Using the line that has "TASK = locate" as the starting point, print each line to the end of the material below word for word. Add no other lines.

━━━━━ Entries supplied

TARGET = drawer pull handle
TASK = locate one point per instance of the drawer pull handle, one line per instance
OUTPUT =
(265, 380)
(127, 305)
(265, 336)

━━━━━━━━━━

* **Expected answer**:
TASK = locate one point per instance of the drawer pull handle, one line per instance
OUTPUT =
(265, 380)
(127, 305)
(265, 336)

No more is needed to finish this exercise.